── Task material
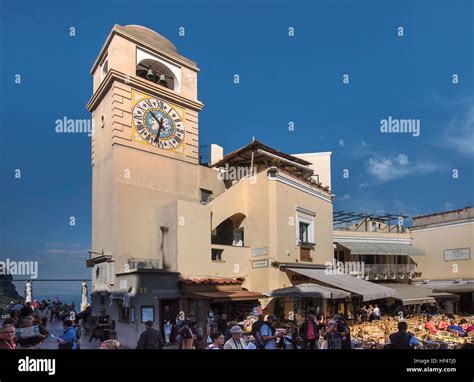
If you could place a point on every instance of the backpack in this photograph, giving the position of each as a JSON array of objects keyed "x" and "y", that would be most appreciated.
[{"x": 259, "y": 341}]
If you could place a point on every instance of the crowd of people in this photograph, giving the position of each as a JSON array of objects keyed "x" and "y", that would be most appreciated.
[{"x": 26, "y": 327}]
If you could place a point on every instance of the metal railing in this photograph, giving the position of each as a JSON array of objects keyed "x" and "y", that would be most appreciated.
[
  {"x": 136, "y": 263},
  {"x": 390, "y": 271}
]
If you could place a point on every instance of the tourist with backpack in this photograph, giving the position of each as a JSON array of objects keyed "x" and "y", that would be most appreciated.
[{"x": 268, "y": 334}]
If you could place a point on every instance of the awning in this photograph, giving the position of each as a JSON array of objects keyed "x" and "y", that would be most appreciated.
[
  {"x": 456, "y": 288},
  {"x": 380, "y": 248},
  {"x": 308, "y": 290},
  {"x": 223, "y": 296},
  {"x": 369, "y": 291},
  {"x": 410, "y": 294},
  {"x": 125, "y": 297}
]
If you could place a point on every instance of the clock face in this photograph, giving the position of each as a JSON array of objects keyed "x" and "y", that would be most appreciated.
[{"x": 158, "y": 123}]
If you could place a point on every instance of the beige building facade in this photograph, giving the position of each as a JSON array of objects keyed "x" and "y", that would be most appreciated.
[
  {"x": 447, "y": 239},
  {"x": 172, "y": 236}
]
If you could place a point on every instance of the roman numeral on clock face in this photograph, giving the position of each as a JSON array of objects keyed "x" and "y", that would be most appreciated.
[{"x": 164, "y": 118}]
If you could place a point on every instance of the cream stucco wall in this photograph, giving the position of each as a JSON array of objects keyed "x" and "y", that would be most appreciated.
[
  {"x": 321, "y": 164},
  {"x": 434, "y": 241}
]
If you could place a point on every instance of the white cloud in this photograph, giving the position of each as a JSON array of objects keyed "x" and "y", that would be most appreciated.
[
  {"x": 387, "y": 169},
  {"x": 459, "y": 135},
  {"x": 64, "y": 251},
  {"x": 402, "y": 159},
  {"x": 448, "y": 206}
]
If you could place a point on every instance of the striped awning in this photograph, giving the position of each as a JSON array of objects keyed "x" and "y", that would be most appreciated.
[
  {"x": 410, "y": 294},
  {"x": 308, "y": 290},
  {"x": 380, "y": 248},
  {"x": 369, "y": 291}
]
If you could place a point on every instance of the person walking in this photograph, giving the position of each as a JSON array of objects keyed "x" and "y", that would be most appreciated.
[
  {"x": 217, "y": 341},
  {"x": 309, "y": 332},
  {"x": 7, "y": 337},
  {"x": 26, "y": 311},
  {"x": 68, "y": 339},
  {"x": 236, "y": 342},
  {"x": 150, "y": 338},
  {"x": 186, "y": 336},
  {"x": 377, "y": 314},
  {"x": 258, "y": 324},
  {"x": 402, "y": 339},
  {"x": 332, "y": 336},
  {"x": 267, "y": 332},
  {"x": 32, "y": 336}
]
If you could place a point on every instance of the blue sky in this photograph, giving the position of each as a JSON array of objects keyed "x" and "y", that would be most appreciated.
[{"x": 282, "y": 79}]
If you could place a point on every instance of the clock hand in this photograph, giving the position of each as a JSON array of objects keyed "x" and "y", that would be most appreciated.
[{"x": 160, "y": 128}]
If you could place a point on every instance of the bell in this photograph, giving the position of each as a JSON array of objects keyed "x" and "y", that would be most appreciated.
[
  {"x": 150, "y": 75},
  {"x": 162, "y": 80}
]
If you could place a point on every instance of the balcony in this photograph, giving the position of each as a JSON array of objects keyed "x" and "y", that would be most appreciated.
[
  {"x": 136, "y": 264},
  {"x": 390, "y": 271}
]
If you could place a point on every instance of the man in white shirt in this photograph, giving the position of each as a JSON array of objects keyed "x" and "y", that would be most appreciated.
[
  {"x": 376, "y": 313},
  {"x": 236, "y": 342}
]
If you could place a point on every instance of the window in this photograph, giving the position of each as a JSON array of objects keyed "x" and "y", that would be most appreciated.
[
  {"x": 238, "y": 237},
  {"x": 206, "y": 196},
  {"x": 124, "y": 312},
  {"x": 304, "y": 232},
  {"x": 216, "y": 254},
  {"x": 104, "y": 68},
  {"x": 304, "y": 226},
  {"x": 148, "y": 313}
]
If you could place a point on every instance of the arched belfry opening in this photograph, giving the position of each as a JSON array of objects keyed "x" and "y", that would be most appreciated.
[
  {"x": 157, "y": 72},
  {"x": 230, "y": 231}
]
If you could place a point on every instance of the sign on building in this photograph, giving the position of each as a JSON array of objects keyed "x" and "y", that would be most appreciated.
[
  {"x": 457, "y": 254},
  {"x": 262, "y": 251},
  {"x": 260, "y": 264}
]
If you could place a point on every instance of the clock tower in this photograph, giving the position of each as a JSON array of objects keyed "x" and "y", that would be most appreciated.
[{"x": 144, "y": 144}]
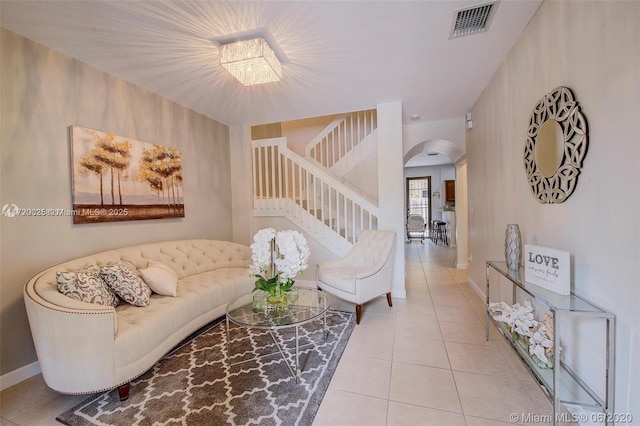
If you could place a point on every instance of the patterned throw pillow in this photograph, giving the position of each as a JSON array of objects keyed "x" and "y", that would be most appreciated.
[
  {"x": 126, "y": 283},
  {"x": 86, "y": 285},
  {"x": 161, "y": 278}
]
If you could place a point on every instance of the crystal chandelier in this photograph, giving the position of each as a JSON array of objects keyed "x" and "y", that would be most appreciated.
[{"x": 251, "y": 62}]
────
Exercise objective: Lay out the listing above as a numbered list, from the line with "of the sign" through the end of the listing, dropping any blank lines and leaving the pictures out.

Task solution:
1. If you could place a point on every instance of the sign on building in this photograph, giving the position of each as a JSON array of objects keyed "x" and "y", that would be most appreciated.
2. [
3.   {"x": 457, "y": 254},
4.   {"x": 262, "y": 251},
5.   {"x": 260, "y": 264}
6. ]
7. If you could place a point on every instance of the clock tower in this photograph, giving the position of each as a JSON array of objects keyed "x" and "y", that would be most appreciated.
8. [{"x": 144, "y": 144}]
9. If you could place a point on every instance of the patterned throw pillow in this photograph, giving the position of each as a JSON array of objects keyed "x" and "y", that would be most appreciated.
10. [
11.   {"x": 126, "y": 283},
12.   {"x": 86, "y": 285},
13.   {"x": 161, "y": 278}
14. ]
15. If you could place a point on every instance of the crystal chandelier in this photograph, giving the position of each as a JSON array of objects keyed "x" and "y", that would be most appreciated.
16. [{"x": 251, "y": 62}]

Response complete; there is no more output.